- **LISTING**:
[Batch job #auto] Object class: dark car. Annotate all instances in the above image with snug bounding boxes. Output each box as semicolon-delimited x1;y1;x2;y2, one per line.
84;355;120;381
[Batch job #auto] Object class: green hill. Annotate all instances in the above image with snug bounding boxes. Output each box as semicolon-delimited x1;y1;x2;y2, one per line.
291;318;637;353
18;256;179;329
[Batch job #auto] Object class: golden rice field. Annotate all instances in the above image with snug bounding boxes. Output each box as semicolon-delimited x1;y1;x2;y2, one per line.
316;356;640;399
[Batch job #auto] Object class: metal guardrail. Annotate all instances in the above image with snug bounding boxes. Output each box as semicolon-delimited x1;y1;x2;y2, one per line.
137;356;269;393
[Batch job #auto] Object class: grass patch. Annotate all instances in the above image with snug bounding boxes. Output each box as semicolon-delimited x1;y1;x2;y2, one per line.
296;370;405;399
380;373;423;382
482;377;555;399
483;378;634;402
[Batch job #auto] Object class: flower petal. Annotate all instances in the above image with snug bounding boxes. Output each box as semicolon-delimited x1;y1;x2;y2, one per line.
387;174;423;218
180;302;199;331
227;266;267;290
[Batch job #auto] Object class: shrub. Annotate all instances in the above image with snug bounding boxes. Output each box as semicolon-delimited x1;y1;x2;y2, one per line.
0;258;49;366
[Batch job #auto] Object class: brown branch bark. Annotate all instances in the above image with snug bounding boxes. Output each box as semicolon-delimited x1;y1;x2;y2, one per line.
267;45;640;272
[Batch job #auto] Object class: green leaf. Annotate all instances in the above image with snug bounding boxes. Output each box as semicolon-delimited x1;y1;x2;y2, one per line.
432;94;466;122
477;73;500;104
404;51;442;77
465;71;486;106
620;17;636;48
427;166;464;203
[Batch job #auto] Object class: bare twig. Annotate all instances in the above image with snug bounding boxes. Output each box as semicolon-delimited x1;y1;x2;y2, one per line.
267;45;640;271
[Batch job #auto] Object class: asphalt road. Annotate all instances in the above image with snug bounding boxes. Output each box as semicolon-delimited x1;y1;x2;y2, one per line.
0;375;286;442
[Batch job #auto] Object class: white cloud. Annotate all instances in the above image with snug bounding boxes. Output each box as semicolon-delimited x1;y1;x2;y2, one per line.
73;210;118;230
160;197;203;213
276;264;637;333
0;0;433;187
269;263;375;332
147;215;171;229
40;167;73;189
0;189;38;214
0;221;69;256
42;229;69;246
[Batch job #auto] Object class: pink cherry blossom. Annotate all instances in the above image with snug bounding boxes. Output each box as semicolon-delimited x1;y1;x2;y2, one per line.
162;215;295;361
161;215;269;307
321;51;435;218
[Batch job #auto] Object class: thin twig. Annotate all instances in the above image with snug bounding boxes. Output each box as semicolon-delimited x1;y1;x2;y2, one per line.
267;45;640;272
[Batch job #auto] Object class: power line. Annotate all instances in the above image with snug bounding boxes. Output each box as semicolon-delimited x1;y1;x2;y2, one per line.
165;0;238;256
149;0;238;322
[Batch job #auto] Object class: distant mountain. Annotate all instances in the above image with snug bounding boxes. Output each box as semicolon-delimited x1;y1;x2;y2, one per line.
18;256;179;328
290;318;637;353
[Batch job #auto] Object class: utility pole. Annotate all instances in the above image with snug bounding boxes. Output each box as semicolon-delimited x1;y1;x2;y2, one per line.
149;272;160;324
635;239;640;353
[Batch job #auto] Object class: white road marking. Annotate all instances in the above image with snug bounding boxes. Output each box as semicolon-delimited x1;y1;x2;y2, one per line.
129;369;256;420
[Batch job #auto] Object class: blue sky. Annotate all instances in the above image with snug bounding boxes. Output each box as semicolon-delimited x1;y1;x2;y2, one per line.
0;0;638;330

- **AIM**: Reproduce verbatim the stretch of the listing from the line containing "[Batch job #auto] Object class: brown" through the line containing "42;229;69;246", including both of those lines.

- **TASK ANSWER**:
[Batch job #auto] Object class: brown branch bark. Annotate all instances in the above image with snug bounding boxes. Output each box as semicolon-delimited x1;y1;x2;y2, one per line.
267;45;640;272
[Batch job #auto] Object class: green leaf. Annotate all instances in the above image with snug bounding boxes. Output each box as semicolon-delimited x1;y1;x2;y2, one per line.
432;94;466;122
477;73;500;104
404;51;442;77
465;71;486;106
620;17;636;48
427;166;464;203
[Batch job #auto] Object class: bare twig. Annotate all instances in the above image with snug bounding boxes. Output each box as semicolon-delimited x1;y1;x2;y2, one per line.
267;45;640;271
[Batch job #auto] Object class: asphalt road. Annotate all instances in the above image with snug bounding boxes. Output each box as semicolon-delimited x1;y1;x2;y2, one per line.
0;375;286;442
[Batch job #auto] Object class: white cloud. Annotate all instances in the above image with snug bounding boxes. Output each box as semicolon-delimited x1;y1;x2;y2, one per line.
73;210;118;230
160;197;203;213
276;264;637;333
0;0;433;187
269;263;375;332
147;215;171;229
40;167;73;189
0;189;38;214
0;221;69;256
42;229;69;246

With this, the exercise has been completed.